> [THE TASK]
Give back exactly the stretch of data below from the line holding "Target: paving machine" through the line holding "Target: blue sky", both ends included, and leave the remaining lines out.

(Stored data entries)
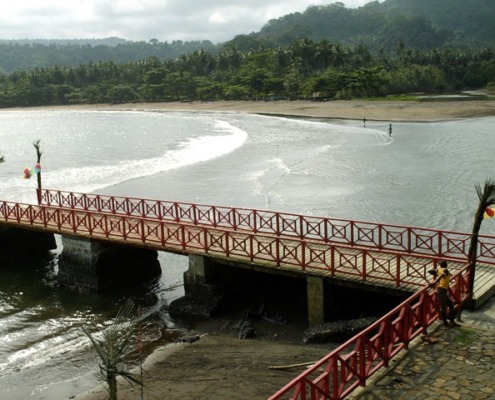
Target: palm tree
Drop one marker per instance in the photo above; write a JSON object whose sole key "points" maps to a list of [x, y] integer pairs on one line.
{"points": [[114, 348], [486, 196]]}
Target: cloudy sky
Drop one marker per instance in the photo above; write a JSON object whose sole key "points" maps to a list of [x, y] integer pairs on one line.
{"points": [[165, 20]]}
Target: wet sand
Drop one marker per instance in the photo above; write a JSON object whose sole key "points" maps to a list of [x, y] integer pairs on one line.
{"points": [[340, 109]]}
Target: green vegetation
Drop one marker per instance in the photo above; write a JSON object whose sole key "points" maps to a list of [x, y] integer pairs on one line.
{"points": [[304, 69], [398, 47]]}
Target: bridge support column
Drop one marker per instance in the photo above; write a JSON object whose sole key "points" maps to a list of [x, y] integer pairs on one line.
{"points": [[17, 244], [315, 289], [89, 265], [202, 288]]}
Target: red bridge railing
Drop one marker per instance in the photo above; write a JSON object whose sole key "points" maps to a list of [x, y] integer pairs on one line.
{"points": [[337, 374], [399, 269], [396, 238], [351, 364]]}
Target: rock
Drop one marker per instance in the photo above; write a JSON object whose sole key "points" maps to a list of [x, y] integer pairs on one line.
{"points": [[246, 330], [336, 331], [187, 308]]}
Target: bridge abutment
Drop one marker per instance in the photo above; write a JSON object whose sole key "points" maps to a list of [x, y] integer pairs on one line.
{"points": [[89, 265], [315, 288]]}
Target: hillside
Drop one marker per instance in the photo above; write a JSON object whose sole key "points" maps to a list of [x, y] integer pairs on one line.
{"points": [[421, 24]]}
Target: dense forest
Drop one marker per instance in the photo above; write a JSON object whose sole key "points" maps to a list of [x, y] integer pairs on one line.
{"points": [[421, 24], [291, 57]]}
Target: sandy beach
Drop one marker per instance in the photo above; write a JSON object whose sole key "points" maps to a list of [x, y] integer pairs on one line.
{"points": [[219, 365], [339, 109]]}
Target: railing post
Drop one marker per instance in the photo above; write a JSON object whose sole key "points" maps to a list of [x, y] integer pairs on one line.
{"points": [[409, 240], [325, 230], [214, 222], [352, 233], [397, 272], [301, 233], [234, 219], [380, 233], [255, 221], [439, 252], [303, 255], [364, 254]]}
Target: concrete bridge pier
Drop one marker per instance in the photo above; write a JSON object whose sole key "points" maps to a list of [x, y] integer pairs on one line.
{"points": [[315, 288], [210, 286], [17, 244], [87, 265]]}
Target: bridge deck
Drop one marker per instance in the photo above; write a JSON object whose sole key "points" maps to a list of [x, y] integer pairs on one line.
{"points": [[385, 269]]}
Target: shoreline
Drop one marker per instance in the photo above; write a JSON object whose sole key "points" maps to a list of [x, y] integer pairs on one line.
{"points": [[380, 110]]}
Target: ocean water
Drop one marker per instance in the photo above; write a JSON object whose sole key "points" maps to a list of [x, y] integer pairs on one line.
{"points": [[423, 175]]}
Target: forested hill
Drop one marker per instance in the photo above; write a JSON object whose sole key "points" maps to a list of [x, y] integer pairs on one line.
{"points": [[421, 24], [377, 27], [29, 54]]}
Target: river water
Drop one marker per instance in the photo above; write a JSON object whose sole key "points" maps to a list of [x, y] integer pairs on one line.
{"points": [[423, 175]]}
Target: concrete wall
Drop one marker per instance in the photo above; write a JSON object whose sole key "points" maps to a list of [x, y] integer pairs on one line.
{"points": [[94, 266], [23, 244]]}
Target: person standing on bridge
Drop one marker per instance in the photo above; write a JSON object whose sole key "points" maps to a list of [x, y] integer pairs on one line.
{"points": [[447, 308]]}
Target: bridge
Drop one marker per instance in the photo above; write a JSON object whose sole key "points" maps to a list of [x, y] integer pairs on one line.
{"points": [[378, 255]]}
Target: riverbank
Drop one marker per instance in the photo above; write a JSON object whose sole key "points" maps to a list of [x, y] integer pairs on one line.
{"points": [[221, 366], [339, 109]]}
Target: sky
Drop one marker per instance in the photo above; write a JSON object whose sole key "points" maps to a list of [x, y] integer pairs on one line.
{"points": [[142, 20]]}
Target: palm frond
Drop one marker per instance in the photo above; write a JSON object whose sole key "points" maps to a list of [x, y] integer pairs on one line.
{"points": [[486, 194], [116, 344]]}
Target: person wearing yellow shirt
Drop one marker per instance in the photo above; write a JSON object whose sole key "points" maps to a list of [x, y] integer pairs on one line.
{"points": [[447, 308]]}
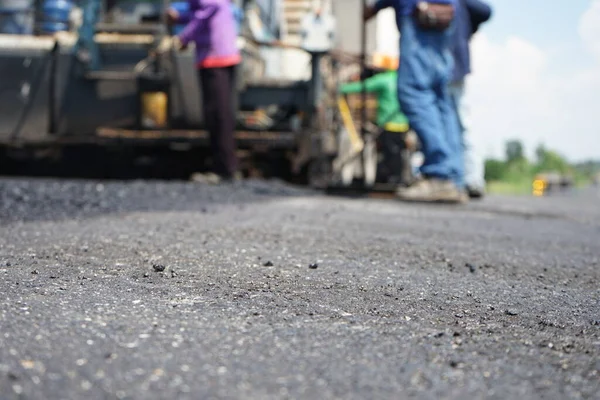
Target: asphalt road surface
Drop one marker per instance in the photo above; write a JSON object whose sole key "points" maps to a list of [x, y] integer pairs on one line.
{"points": [[154, 290]]}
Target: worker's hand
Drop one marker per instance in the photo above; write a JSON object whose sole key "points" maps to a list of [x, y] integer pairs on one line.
{"points": [[172, 16], [369, 12]]}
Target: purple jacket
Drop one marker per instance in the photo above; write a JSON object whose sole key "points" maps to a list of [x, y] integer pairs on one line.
{"points": [[212, 26]]}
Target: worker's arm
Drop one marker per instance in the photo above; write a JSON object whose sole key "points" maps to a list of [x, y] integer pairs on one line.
{"points": [[372, 84], [479, 12], [200, 16]]}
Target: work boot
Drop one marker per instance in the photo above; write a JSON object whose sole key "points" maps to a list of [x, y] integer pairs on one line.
{"points": [[432, 190], [209, 178]]}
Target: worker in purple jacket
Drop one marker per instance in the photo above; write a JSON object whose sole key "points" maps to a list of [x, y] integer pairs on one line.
{"points": [[212, 27]]}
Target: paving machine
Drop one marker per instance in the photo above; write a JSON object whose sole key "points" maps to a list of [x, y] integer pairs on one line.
{"points": [[112, 83]]}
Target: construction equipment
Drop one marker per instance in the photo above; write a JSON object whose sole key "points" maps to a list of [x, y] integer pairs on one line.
{"points": [[105, 82]]}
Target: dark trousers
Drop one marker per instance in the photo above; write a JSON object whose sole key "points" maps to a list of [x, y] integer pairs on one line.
{"points": [[219, 116]]}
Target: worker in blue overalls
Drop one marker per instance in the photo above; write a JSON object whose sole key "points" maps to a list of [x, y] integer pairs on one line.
{"points": [[425, 70]]}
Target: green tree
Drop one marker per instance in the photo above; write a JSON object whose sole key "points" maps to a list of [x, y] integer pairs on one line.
{"points": [[514, 151]]}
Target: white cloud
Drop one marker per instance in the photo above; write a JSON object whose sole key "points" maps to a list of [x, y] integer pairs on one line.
{"points": [[514, 93], [589, 28]]}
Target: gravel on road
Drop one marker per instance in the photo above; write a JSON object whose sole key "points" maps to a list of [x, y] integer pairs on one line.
{"points": [[164, 290]]}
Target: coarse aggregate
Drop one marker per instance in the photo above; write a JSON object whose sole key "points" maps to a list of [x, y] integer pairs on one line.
{"points": [[261, 290]]}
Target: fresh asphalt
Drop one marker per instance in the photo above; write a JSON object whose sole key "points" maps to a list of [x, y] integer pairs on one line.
{"points": [[156, 290]]}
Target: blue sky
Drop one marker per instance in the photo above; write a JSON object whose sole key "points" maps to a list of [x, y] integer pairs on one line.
{"points": [[537, 77], [551, 27]]}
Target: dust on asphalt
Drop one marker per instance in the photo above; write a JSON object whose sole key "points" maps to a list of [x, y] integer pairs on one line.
{"points": [[146, 290]]}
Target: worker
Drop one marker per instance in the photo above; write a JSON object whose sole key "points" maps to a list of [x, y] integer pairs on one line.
{"points": [[423, 75], [470, 15], [396, 141], [211, 25], [238, 15]]}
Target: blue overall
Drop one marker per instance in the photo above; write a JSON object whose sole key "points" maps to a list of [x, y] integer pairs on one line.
{"points": [[426, 66]]}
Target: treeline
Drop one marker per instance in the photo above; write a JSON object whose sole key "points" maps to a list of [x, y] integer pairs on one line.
{"points": [[517, 169]]}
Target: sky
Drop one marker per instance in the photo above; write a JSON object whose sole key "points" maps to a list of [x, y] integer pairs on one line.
{"points": [[536, 78]]}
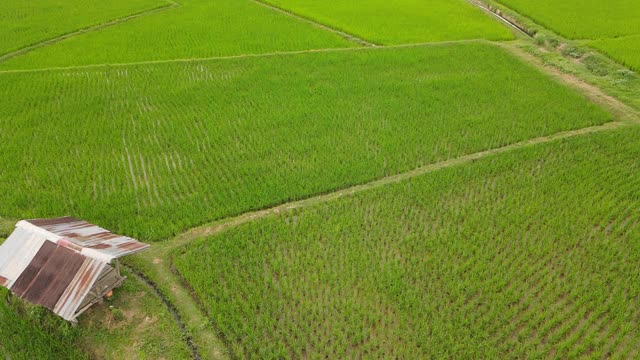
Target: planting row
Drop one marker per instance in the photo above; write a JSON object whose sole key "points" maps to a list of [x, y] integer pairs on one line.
{"points": [[529, 254]]}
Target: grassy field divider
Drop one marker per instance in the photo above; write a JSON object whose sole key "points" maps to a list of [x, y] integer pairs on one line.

> [SOLUTION]
Target: paving machine
Drop one marker per instance in the photo above; write a JSON object whose sole key "points" maps to a list of [x, y] integer pairs on one line.
{"points": [[112, 83]]}
Target: construction equipment
Drop one marker per instance in the photo above; write a JSON object whose sole key "points" maps to a list of [x, y] integer pairs on one line.
{"points": [[105, 82]]}
Target: dark trousers
Drop one marker per instance in the photo above; write a JSON object whose sole key "points" maps to a list of [x, y] integer pairs on one line.
{"points": [[219, 116]]}
Target: worker in blue overalls
Drop one marker per instance in the photo above; write a JSON object whose sole key "points" maps to a list of [x, y] integer pairs on one line.
{"points": [[425, 70]]}
Target: green tree
Drop one marker per instance in the photo above; write a JSON object whose sole key "points" maps to a list of [x, y] integer pairs on one line.
{"points": [[514, 151]]}
Target: white cloud
Drop one marker per instance in the photo above; write a JSON object whose sole key "points" maps to a list of [x, y] integer pairs on one line.
{"points": [[514, 93], [589, 28]]}
Target: gravel on road
Drop one marker per instance in the photo above; write a JSON object whose sole key "points" maps to a list of [x, y] integer pairs on one line.
{"points": [[164, 290]]}
Target: coarse aggregate
Drop one marker per instance in the photo above; write a JSON object whose sole key "points" maps to a list of [x, y] integer pairs on one line.
{"points": [[261, 290]]}
Target: fresh asphalt
Drop one marker per instance in the photo above; write a JSON object whose sole key "points" maps to a list of [x, y] integer pairs on one line.
{"points": [[156, 290]]}
Target: blue sky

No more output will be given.